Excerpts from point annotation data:
╭──

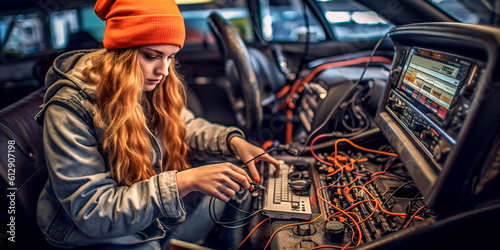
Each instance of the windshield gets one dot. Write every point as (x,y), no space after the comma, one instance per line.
(471,11)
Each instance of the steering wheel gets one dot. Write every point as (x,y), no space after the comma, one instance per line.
(244,83)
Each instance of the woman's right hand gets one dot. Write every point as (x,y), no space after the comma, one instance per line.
(222,180)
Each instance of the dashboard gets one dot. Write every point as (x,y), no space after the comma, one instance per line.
(428,145)
(440,109)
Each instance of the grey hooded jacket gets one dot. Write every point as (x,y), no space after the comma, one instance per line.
(81,204)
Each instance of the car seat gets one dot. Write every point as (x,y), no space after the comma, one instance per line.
(23,173)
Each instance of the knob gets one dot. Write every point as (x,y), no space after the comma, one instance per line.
(334,231)
(304,229)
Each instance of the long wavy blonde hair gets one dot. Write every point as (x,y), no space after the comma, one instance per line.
(128,116)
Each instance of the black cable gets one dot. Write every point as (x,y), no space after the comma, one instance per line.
(213,216)
(332,111)
(397,189)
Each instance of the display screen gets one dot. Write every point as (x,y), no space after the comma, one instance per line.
(432,80)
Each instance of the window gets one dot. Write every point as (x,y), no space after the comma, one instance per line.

╰──

Your goal: Copy every line of the records above word for word, leaving out the pictures.

Exercise result:
Each instance of the windshield gets one dot. Write every point as (x,y), no space after the comma, one instance per line.
(471,11)
Each instance of the steering wheel gets one dot. Write every point as (x,y), no space after the comma, one instance per line.
(244,83)
Each instance of the woman's right hand gets one dot. Write every point as (x,y), no space after the comma, one instance per line.
(222,180)
Each instance of the dashboard gets one dot. Write every point as (x,y), no space after the comma, one instance per line.
(428,145)
(440,109)
Each instance of the grey hooded jacket gets one dot. Write every point as (x,y), no space after the comma, one instance per line.
(81,204)
Each instance of the car seat gets one dot. Write every point as (x,y), no space after the comma, one instance per line.
(23,173)
Each instance of the knob gets one dot. Write every point as (x,y), no space after the comma, one instance per line.
(334,231)
(304,229)
Each instance of the long wavy blonde hair gets one dot. Write every point as (x,y), no space after the comma, one instance per line.
(128,116)
Each instance of the black cable gets one dot. Write every point as (x,y), no space after the comma, one instance per line.
(213,216)
(332,111)
(397,189)
Each instance of the display screen gets one dot. Write every point as (x,y), no space after the comma, one instance per line.
(432,80)
Each instance of the window gets one dot. Write every point as (x,y), no space after the comma, one instance per line.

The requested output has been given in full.